Leetcode 63. Unique Paths II

Follow up for "Unique Paths":

Now consider if some obstacles are added to the grids. How many unique paths would there be?

An obstacle and empty space is marked as 1 and 0 respectively in the grid.

For example,

There is one obstacle in the middle of a 3x3 grid as illustrated below.

[
  [0,0,0],
  [0,1,0],
  [0,0,0]
]

The total number of unique paths is 2.

Note: m and n will be at most 100.

思路：动态规划题。

一开始边界的初始化很重要，其他的位置，如果是1，则置为0，否则的dp[i][j] = dp[i-1][j] + dp[i][j-1];

 

class Solution {
public:
    int uniquePathsWithObstacles(vector<vector<int>>& obstacleGrid) {
        if(obstacleGrid.size() == 0 || obstacleGrid[0].size() == 0)

▶ [所列条目]
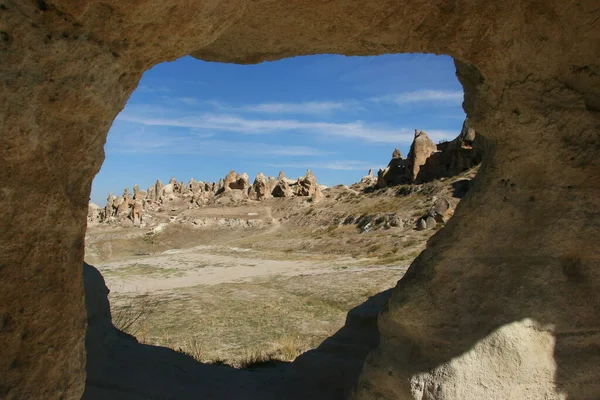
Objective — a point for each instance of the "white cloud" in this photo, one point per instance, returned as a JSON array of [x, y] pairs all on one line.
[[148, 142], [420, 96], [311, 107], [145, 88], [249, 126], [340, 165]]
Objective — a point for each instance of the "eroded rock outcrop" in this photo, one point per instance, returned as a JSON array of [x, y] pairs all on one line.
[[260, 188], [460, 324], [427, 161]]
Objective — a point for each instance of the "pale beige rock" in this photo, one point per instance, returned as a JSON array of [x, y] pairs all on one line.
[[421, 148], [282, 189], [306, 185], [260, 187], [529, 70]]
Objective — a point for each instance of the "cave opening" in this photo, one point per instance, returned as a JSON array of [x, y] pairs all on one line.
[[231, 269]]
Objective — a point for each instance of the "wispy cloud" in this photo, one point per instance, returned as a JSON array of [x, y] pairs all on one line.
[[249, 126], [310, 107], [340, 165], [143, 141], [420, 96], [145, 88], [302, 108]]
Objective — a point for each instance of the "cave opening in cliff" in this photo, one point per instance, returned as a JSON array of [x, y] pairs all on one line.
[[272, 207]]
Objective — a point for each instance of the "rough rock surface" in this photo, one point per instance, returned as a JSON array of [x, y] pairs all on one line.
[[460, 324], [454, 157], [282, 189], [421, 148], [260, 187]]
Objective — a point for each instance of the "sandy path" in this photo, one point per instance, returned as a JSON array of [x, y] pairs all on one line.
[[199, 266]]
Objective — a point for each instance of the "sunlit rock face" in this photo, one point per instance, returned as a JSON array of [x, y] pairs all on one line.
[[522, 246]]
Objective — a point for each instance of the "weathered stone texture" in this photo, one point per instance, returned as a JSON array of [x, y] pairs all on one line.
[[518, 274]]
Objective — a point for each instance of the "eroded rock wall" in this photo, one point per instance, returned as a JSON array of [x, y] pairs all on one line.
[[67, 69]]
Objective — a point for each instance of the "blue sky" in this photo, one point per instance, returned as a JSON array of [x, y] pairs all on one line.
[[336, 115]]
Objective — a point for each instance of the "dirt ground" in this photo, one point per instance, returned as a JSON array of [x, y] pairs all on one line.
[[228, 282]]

▶ [任务要求] 请把 Unique Paths II 题解续写下去，从最后一行代码之后接着写。

▶ [作答内容]
            return 0;
        int dp[101][101], i, j;
        if(obstacleGrid[0][0] == 0){
            dp[0][0] = 1;
        }
        else{
            return 0;
        }
        
        for(i = 1; i < obstacleGrid.size(); i++){
            if(obstacleGrid[i][0] == 0 && dp[i-1][0] == 1)
                dp[i][0] = 1;
            else
                dp[i][0] = 0;
        }
        
        for(j = 1; j < obstacleGrid[0].size(); j++){
            if(obstacleGrid[0][j] == 0 && dp[0][j-1] == 1)
                dp[0][j] = 1;
            else
                dp[0][j] = 0;
        }
        
        for( i = 1; i < obstacleGrid.size(); i++){
            for(j = 1; j < obstacleGrid[0].size(); j++){
                if(obstacleGrid[i][j] == 0)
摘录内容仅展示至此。